Exercise data:

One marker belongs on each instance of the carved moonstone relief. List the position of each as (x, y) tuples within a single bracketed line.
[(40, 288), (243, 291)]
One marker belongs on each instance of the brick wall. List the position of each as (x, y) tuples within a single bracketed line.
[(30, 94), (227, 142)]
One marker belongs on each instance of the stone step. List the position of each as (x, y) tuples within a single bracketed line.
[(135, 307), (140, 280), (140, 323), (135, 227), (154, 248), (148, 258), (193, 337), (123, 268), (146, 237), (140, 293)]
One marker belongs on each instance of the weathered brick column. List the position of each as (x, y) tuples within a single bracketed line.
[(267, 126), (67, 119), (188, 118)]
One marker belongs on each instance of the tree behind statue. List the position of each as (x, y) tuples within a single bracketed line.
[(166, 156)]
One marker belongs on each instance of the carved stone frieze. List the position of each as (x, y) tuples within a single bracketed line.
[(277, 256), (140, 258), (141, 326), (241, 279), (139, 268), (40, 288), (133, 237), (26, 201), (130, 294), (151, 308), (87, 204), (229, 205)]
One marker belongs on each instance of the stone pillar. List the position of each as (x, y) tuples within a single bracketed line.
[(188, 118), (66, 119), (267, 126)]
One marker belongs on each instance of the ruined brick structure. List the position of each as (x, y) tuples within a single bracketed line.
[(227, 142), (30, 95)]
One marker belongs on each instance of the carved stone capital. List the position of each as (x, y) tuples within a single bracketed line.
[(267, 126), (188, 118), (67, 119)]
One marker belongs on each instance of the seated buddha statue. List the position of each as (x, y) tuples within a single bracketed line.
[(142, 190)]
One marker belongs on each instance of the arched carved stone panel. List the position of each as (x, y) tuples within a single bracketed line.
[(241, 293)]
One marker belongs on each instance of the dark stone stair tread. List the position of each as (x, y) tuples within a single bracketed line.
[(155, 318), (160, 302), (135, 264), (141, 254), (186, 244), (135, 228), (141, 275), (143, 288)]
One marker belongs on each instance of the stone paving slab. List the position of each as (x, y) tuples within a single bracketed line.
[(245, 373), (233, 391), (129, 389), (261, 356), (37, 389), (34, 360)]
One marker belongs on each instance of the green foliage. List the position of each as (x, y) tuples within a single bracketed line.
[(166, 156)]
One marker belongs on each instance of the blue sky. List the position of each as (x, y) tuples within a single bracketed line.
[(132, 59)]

What needs to be done:
Copy only the stretch running from the line containing "One marker belongs on each instance of the green" to the final line of the entries, both ends included, exactly as it stands.

Exercise response:
One marker belongs on each instance of the green foliage. List the position of each as (x, y) tuples within a single bracketed line.
[(166, 156)]
One marker belongs on each instance of the blue sky. List the position of each as (x, y) tuples within a single bracketed line.
[(132, 59)]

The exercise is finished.